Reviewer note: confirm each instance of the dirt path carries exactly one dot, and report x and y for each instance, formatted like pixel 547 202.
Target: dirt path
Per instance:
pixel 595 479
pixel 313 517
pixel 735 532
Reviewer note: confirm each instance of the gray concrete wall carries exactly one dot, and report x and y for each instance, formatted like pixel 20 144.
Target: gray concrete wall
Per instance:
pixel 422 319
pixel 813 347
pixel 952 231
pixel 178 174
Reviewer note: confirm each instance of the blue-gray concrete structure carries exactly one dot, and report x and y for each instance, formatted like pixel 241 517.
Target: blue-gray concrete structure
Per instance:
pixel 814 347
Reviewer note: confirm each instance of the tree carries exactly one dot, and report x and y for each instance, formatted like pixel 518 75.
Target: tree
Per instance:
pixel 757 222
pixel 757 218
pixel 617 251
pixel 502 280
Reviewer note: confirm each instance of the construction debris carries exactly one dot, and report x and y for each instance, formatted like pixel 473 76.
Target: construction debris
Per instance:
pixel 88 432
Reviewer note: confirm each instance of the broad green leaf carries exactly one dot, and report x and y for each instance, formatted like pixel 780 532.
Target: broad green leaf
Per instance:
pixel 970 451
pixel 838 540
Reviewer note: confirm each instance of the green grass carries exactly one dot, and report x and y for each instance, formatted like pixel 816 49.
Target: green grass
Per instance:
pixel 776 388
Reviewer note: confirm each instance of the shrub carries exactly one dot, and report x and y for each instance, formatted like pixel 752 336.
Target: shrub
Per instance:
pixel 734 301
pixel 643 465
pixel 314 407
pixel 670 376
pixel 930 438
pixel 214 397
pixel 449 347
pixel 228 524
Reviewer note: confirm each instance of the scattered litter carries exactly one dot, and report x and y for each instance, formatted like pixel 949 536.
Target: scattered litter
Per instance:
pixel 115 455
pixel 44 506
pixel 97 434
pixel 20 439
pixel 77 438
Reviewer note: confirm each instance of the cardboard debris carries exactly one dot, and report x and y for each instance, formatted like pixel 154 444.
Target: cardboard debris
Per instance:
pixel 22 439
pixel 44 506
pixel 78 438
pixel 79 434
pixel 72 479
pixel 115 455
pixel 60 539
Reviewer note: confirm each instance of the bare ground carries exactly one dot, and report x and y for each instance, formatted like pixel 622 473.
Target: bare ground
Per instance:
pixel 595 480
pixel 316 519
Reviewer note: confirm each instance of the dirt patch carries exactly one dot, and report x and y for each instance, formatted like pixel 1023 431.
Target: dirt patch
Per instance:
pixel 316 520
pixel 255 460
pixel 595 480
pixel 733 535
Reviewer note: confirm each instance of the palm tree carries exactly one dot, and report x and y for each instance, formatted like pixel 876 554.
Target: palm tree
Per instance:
◇ ◇ ◇ ◇
> Short problem
Starting at the line containing "Reviewer note: confirm each instance of the palm" and ending with the final line of the data above, arrange each line as a string in a JSON list, leaving out any blank lines.

> Result
[
  "Reviewer note: confirm each instance of the palm tree carries exactly one dot, and report x and y for each instance, formatted like pixel 876 554.",
  "Target: palm tree",
  "Per instance:"
]